» Task instructions: For the copy, please give all of the data again exactly and leave the pictures out.

» Supplied data:
☆ ☆ ☆

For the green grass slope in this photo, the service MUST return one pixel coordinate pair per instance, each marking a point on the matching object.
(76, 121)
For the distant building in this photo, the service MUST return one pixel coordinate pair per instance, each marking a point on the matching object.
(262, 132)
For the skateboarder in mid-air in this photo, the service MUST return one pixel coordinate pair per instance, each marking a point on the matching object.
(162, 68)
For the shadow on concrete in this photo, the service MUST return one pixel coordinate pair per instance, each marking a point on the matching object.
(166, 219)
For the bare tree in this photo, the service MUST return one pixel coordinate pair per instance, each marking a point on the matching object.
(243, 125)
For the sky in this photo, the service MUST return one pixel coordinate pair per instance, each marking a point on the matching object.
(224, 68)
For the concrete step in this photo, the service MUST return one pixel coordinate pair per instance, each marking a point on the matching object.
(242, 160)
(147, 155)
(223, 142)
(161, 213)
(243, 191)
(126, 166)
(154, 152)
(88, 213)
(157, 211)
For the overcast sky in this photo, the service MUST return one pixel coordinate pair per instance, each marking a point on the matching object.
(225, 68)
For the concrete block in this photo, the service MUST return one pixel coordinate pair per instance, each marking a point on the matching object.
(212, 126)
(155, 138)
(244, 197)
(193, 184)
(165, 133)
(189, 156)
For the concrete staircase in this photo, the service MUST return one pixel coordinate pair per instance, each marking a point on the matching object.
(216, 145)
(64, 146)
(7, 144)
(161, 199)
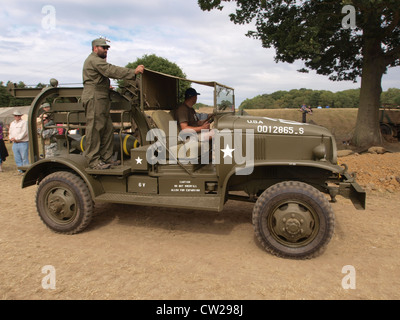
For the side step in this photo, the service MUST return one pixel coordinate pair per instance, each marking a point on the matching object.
(208, 203)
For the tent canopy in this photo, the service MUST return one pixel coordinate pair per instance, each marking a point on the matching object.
(6, 113)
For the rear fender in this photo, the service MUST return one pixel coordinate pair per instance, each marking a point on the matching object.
(73, 163)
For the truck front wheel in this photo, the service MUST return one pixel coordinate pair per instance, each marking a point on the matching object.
(293, 220)
(64, 202)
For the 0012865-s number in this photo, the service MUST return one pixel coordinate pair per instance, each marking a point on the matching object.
(279, 130)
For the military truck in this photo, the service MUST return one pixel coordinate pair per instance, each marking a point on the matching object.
(289, 170)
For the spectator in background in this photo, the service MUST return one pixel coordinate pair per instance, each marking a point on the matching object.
(49, 136)
(3, 149)
(18, 135)
(304, 110)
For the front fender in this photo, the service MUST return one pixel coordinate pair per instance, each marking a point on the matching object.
(73, 163)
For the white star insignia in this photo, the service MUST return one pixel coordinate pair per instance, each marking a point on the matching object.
(227, 151)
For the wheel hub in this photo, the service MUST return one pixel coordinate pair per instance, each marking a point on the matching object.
(61, 204)
(293, 222)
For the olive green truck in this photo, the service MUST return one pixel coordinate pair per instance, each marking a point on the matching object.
(289, 170)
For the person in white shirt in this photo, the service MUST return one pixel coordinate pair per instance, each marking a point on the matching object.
(18, 135)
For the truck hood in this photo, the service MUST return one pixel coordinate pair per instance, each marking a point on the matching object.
(270, 125)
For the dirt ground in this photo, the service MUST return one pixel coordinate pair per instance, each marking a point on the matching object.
(141, 253)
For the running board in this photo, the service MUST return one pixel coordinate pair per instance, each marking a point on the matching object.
(208, 203)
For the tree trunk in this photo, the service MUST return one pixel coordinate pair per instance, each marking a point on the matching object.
(367, 131)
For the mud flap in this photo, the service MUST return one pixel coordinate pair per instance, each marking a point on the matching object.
(353, 191)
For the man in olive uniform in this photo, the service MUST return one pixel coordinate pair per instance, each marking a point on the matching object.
(96, 101)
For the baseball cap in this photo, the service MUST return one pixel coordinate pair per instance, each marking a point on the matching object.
(100, 42)
(190, 93)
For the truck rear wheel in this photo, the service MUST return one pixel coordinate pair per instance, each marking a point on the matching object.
(293, 220)
(64, 203)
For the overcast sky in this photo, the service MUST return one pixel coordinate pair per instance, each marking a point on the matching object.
(40, 40)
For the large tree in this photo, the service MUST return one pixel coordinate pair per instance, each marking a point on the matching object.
(362, 41)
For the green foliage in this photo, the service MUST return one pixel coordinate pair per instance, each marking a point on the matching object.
(312, 31)
(7, 100)
(314, 98)
(156, 63)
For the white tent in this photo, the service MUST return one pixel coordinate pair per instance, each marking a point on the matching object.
(6, 114)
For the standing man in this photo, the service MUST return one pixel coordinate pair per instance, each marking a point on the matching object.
(18, 135)
(96, 101)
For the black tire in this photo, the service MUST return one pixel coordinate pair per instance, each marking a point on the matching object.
(64, 203)
(293, 220)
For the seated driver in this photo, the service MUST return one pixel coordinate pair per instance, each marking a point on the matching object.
(186, 116)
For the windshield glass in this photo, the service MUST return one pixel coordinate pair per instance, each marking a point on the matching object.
(225, 99)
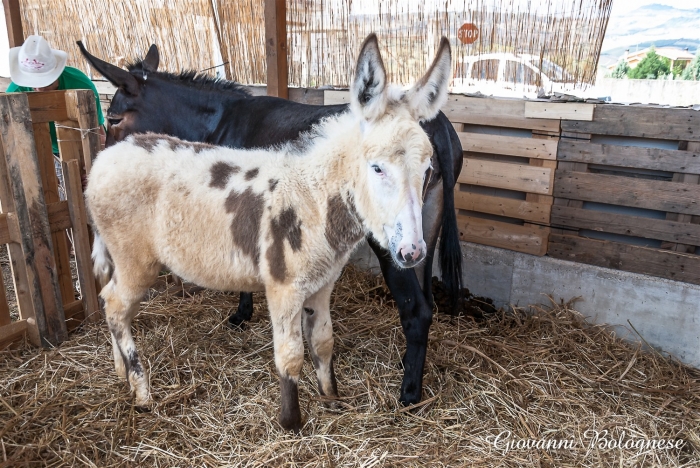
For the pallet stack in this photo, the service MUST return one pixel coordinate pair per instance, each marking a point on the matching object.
(627, 194)
(505, 189)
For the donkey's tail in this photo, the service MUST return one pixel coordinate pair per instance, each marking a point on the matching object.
(449, 151)
(101, 261)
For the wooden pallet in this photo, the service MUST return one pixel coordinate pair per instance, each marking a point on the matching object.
(34, 220)
(504, 192)
(627, 193)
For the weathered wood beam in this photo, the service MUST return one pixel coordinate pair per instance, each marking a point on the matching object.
(276, 47)
(13, 19)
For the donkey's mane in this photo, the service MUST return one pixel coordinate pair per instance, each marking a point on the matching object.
(192, 79)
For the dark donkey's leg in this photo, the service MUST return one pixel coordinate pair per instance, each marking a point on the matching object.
(416, 317)
(244, 311)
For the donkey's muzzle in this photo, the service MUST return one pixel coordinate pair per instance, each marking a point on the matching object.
(410, 254)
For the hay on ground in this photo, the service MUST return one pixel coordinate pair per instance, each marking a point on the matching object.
(538, 375)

☆ ☆ ☆

» Task result:
For the green grass slope in this photo, the service MUST return one pixel coordinate pair per instance, each marking a point on the matching object.
(76, 121)
For the distant building in this photo, the service MUST return one pixel coordinate pair per instance, each marking a point on the matching object.
(262, 132)
For the skateboarder in mid-air in this photo, the service MUST return one pixel coordinate pair per instance, each marking a point on the matching object.
(162, 68)
For the shadow on concrete in this photo, the service MUST return one pixel coordinate pair per instance, each marking a point on the matching object.
(166, 219)
For the bare tree in this photo, the service MUST return one pixel coordinate pair per instance, each marking a point on the matching object.
(243, 125)
For the sky in this photo, the service MUST return one pixel coordinate pair per instance, each marking a point on the matching object.
(224, 68)
For the concrete step in this photo, the service MUST return one pixel coordinate pair per instance, each marking a point on the matching object.
(242, 160)
(147, 155)
(223, 142)
(161, 213)
(243, 191)
(126, 166)
(154, 152)
(88, 213)
(157, 211)
For the overcast sky in this photo, the service MUST return one pixel coordinate pair per instance, each marking a point on the matching object.
(225, 68)
For the concrete block in this photo, the service MUST return one pixel coordinate pair per instance, each marking a point on the matching object.
(212, 126)
(155, 138)
(244, 197)
(193, 184)
(165, 133)
(189, 156)
For the concrete staircase in this photo, the service MUST return one pixel coordinate pair per instance, each marking a point on the matching object.
(216, 145)
(64, 146)
(7, 144)
(161, 199)
For the side step in this photo, the service MUST return one pixel coordinate pair per instance, each marking a point on the matching object.
(208, 203)
For the tent canopy in this photo, the service MUST return one pixel coordinate pair per instance, each marking a point on the matching object.
(6, 113)
For the rear fender in this photo, the service MUST return one pixel coordinate pair per instance, each marking a point on the matching object.
(73, 163)
For the truck front wheel in this photo, the service MUST return one pixel coordinate pair per instance, each marking a point on the matching object.
(293, 220)
(64, 202)
For the 0012865-s number in this photo, the service MUST return one pixel coordinate pair per instance, each marking a point on the matching object.
(279, 130)
For the military truck in this photo, the service MUST return one pixel coordinate pair per instance, each marking a point on the matching object.
(289, 170)
For the spectator in background in this photo, the service MUST return one pixel coordinate pair per instance, each marking a point on the matching object.
(49, 136)
(3, 149)
(18, 135)
(304, 110)
For the front fender in this photo, the service MUST return one pixel coordinate pair per instance, each marking a point on the matching object.
(73, 163)
For the white star insignia in this photo, the service MUST return one pixel coordinate pair per instance, each marking a point on the matching object.
(227, 151)
For the wheel hub in this photo, the service MUST return one pixel coordinate pair per instance, each marking a point on the matching object.
(61, 204)
(293, 222)
For the olive green truck in this photo, the service MUST return one pixel coordinate pair per instance, each marking a point on the matching object.
(289, 170)
For the person in white shirt in this photo, the service MUST return one pixel coordinate pair per instance, each marking a point on the matching object.
(18, 135)
For the truck hood in this photo, the service MUST return one pixel coordinate pair per instance, each marking a point on the matching object.
(270, 125)
For the dirt ground in this photo, the service MUST return one pixel coordinate pair per instance, each marking a point on the matching object.
(141, 253)
For the running board in this photo, the service MUST return one pixel coordinate pair per instance, each marking a point on the matching object.
(208, 203)
For the tree trunk in this photo, the service MUST return one pixel coordinate pair per instance, each marking a point on the matching object.
(367, 131)
For the mud flap in this photo, the service MUST return one pixel coordinate pair per instance, each marking a point on the matching object.
(353, 191)
For the man in olive uniform in this photo, the service MUST return one pixel coordinate pair per instance, each marking a point on the matching object.
(96, 101)
For the baseball cap in this photo, the service MUST return one pixel coordinate pair per instance, each marking a point on the matching object.
(100, 42)
(190, 93)
For the truck rear wheel in this photo, the service MUST return one pixel coordinate pair per instance, each marking a point on the matching object.
(293, 220)
(64, 203)
For the overcast sky in this photo, the service MUST return one pixel coordinate pair per instance, each marking a point on the matching object.
(40, 40)
For the large tree in this photo, the service MUST return one pixel coordinate pair per instance, each marking a point on the matching object.
(362, 41)
For the green foliage in this photo, the service MUST return one pixel coordinate pair per instance, each marking a point on the matching object.
(312, 31)
(7, 100)
(314, 98)
(156, 63)
For the white tent in this photo, the service MUST return one pixel coordinate pair per instance, each marking a point on the matching object.
(6, 114)
For the standing man in this photo, the service MUST return one pixel coordinate pair per instance, each marking a point on the matching object.
(18, 135)
(96, 101)
For the black tire in this photo, the service MUST return one pixel coordinate pair per instance, each marking a point on the matching object.
(64, 203)
(293, 220)
For the seated driver in this photo, the service MUST return one pixel coordinate pair per instance, each marking a point on the matching object.
(186, 116)
For the windshield glass in this photo, the service MUST return one pixel coordinate pair per instance, each marking a point on the matching object.
(225, 99)
For the pallet stack in this photo, the service MUST return one pixel coordinate pair per instance, each marking a point on the matching object.
(627, 194)
(505, 189)
For the donkey's tail in this photo, the service MUST return one pixel coordinate pair per instance, each marking a point on the matching object.
(449, 151)
(101, 261)
For the wooden pallet in this photo, the service MUST return one pixel coordinate pair per instance, each marking a point on the matching object.
(34, 220)
(504, 192)
(627, 193)
For the weathered wood beam in this photo, the service MUST return one pixel coordinate pair per instance, each marking a point on the matching object.
(276, 47)
(13, 19)
For the donkey's mane in this photo, the service MUST return one pixel coordinate pair per instance, each marking a point on the matching object.
(192, 79)
For the dark donkey's leg in this photo, the service MUST return one pixel coordinate pair per instance, each marking a point on the matching object.
(416, 317)
(244, 311)
For the donkey's muzzle in this photo, the service MUST return one pixel coordinate pair per instance, each marking a point on the matching object.
(410, 254)
For the hay on ground in this photo, the service MUST return one pixel coordinate pair per instance, each marking a point on the matching object.
(538, 375)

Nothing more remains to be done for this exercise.